* _Given records_:
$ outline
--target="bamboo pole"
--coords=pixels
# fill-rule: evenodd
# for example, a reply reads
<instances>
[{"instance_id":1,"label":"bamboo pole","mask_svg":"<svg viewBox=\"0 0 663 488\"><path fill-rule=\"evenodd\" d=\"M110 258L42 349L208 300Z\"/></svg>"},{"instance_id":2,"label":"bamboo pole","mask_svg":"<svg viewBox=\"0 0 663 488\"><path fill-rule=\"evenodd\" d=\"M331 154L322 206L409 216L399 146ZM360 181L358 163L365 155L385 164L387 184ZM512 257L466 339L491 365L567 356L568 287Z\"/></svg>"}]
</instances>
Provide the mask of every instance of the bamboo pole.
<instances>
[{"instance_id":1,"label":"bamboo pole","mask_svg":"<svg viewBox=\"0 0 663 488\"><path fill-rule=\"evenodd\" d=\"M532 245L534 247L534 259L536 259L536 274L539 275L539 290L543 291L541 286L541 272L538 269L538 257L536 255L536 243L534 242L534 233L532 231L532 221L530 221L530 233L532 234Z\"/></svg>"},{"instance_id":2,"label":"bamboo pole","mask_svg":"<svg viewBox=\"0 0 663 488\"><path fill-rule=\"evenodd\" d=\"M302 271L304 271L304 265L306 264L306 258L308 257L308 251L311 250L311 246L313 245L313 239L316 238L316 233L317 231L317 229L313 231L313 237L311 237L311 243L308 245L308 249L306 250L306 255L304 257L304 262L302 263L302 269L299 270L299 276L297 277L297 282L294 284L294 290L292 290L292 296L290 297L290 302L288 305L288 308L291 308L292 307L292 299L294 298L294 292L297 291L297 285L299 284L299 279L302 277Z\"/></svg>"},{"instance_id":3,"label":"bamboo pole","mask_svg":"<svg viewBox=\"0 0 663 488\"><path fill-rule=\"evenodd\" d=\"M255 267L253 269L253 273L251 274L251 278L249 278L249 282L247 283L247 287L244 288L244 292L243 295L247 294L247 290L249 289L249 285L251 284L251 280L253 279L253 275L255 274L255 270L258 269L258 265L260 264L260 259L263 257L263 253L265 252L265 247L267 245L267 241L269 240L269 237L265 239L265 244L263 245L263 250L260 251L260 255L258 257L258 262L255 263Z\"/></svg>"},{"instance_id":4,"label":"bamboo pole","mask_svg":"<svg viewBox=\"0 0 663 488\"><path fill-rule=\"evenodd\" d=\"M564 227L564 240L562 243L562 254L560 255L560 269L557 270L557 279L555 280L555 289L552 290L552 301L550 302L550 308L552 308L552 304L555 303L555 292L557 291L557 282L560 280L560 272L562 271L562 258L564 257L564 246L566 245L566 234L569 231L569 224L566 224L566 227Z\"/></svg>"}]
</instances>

* * *

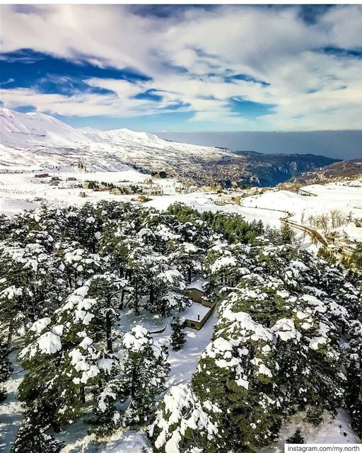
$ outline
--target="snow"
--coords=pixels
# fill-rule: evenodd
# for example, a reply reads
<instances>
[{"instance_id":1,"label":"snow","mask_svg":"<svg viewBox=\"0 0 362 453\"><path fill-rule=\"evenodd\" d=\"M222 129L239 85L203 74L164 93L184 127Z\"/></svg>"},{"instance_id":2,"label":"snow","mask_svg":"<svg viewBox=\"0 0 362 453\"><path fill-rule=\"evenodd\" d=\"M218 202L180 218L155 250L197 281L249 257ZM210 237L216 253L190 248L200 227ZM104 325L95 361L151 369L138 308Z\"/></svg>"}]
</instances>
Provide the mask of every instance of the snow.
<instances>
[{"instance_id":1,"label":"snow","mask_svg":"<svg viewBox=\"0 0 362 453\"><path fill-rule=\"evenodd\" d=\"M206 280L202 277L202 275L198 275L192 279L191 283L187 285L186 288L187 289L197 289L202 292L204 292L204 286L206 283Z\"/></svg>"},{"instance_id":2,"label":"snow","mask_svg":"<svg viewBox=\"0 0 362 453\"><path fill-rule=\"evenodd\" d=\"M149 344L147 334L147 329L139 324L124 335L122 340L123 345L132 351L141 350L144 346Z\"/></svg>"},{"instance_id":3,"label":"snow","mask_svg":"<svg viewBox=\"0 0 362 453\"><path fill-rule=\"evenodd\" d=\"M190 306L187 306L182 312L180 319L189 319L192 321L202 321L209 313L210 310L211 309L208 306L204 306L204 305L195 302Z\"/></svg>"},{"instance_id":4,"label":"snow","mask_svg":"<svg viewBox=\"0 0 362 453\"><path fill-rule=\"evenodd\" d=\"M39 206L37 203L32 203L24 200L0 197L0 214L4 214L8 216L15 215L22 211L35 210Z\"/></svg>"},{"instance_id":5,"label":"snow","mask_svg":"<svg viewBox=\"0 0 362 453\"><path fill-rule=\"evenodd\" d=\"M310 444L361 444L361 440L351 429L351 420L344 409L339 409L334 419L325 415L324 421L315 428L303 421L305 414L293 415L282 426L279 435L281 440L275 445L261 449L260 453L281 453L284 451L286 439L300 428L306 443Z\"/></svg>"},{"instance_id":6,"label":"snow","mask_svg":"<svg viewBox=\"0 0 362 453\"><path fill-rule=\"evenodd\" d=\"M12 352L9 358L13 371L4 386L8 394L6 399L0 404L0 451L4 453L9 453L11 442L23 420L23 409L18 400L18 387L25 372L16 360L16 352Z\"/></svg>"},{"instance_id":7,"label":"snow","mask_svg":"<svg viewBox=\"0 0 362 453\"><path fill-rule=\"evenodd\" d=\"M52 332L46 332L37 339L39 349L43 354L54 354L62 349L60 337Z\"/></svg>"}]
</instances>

* _Task details_:
Show every line of the data above that contains the word "Provide". Match case, so a differently capitalized form doesn't count.

* _Finished task_:
Provide the mask of every instance of the bamboo pole.
Provide the mask of every instance of the snow.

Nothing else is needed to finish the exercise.